(Natural language region descriptions)
++++++++++
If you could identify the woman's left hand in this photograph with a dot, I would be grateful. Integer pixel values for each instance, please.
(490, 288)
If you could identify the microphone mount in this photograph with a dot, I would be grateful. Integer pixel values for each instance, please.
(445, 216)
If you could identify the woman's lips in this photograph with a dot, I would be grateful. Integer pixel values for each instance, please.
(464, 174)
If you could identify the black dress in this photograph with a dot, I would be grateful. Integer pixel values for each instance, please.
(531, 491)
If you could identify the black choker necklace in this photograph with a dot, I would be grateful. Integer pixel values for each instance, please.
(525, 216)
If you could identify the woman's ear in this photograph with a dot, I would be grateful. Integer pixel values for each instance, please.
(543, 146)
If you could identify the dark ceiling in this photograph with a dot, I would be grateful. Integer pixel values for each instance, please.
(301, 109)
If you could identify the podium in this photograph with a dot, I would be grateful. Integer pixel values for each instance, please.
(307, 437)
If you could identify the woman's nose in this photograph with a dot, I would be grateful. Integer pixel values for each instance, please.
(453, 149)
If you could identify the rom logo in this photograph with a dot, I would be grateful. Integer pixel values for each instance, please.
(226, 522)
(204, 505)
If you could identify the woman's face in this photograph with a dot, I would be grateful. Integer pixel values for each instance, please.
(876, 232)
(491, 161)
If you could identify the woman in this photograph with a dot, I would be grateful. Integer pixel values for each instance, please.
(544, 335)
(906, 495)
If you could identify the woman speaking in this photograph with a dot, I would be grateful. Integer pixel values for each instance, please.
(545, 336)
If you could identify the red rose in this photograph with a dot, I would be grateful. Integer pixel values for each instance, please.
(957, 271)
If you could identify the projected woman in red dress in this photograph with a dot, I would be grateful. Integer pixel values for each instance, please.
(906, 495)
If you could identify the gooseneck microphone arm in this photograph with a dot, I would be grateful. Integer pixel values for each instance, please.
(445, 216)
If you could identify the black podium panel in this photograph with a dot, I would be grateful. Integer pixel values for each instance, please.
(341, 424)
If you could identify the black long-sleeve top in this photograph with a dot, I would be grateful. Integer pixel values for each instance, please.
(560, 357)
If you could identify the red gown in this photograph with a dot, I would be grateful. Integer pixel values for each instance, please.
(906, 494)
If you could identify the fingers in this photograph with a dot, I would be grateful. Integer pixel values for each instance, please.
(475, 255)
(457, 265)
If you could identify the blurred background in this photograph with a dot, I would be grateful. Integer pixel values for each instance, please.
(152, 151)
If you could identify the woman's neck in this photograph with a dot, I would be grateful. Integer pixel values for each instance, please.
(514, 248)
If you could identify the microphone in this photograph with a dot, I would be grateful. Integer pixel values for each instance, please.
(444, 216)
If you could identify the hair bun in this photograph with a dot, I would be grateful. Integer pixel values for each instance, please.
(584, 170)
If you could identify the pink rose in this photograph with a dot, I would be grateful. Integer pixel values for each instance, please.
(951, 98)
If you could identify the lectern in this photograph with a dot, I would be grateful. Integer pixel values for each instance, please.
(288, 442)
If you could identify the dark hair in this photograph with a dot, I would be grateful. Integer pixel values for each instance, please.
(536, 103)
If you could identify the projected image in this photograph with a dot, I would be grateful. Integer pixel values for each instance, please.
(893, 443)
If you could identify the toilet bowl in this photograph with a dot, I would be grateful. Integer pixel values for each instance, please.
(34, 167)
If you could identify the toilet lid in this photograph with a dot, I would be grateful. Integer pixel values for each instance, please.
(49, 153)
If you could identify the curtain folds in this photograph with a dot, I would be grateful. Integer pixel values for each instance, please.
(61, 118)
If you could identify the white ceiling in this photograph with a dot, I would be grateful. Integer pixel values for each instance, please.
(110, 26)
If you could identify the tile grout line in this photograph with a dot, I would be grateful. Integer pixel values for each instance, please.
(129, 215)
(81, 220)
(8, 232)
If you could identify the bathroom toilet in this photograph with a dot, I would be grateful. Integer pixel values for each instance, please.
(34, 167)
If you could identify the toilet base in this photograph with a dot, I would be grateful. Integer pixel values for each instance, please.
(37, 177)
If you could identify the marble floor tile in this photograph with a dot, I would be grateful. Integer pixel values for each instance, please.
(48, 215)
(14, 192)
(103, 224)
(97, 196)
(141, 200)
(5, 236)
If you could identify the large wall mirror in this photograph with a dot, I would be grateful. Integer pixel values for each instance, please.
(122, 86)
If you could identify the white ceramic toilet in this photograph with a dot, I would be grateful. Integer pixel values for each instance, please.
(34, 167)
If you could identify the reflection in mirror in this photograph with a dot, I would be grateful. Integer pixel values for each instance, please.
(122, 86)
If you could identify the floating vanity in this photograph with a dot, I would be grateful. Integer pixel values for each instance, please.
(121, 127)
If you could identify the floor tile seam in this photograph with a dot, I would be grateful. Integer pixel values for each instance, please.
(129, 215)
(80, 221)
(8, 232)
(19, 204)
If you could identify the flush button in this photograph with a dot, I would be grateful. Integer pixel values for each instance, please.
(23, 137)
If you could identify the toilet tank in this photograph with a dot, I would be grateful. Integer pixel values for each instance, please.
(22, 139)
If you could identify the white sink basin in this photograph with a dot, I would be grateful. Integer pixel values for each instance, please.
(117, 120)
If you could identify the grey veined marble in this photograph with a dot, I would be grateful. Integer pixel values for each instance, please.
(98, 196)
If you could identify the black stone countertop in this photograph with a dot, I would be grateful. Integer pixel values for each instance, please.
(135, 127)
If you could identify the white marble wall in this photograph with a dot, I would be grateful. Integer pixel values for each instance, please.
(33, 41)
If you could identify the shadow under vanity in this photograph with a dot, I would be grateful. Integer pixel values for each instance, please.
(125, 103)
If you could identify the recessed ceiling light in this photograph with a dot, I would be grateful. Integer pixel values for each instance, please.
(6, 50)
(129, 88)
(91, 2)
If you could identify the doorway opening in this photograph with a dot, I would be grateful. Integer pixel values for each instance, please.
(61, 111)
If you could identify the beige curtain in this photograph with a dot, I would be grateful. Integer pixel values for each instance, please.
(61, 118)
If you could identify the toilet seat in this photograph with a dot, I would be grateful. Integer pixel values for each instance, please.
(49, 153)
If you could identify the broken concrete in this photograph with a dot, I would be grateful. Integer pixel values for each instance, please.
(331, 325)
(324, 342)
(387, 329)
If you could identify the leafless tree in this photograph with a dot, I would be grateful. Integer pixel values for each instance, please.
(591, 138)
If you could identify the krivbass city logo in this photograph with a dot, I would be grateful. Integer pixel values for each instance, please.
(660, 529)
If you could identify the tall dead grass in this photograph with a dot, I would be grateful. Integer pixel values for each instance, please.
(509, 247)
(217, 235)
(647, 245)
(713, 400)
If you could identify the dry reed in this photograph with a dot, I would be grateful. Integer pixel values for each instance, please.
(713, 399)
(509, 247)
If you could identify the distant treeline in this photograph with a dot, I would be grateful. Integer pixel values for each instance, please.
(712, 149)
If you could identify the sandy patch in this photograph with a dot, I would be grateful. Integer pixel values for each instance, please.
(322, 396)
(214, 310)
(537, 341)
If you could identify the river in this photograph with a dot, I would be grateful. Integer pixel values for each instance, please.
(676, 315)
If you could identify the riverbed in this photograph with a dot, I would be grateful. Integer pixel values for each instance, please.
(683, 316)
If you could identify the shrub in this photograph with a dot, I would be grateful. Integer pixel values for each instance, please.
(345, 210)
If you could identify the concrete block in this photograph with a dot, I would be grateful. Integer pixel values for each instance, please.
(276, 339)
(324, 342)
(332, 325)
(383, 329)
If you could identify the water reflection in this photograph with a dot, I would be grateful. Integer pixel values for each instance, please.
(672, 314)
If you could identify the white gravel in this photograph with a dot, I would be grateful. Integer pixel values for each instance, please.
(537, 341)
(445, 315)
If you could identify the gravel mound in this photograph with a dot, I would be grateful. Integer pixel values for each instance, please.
++++++++++
(Your assignment) Look above for the line containing "If you could identify the water", then transcribe it and all lines after it through the last, exactly and with nothing else.

(Answer section)
If you could identify the water reflection in this photograph with a dot, I would be grateful. Integer pixel values for each instance, please.
(672, 314)
If you could identify the white gravel in this photograph with a dot, I would be grateful. Integer pixel values for each instance, please.
(537, 341)
(445, 315)
If you could identify the gravel mound in this photograph with a dot, I would be grateful. Integer pixel values for each instance, please.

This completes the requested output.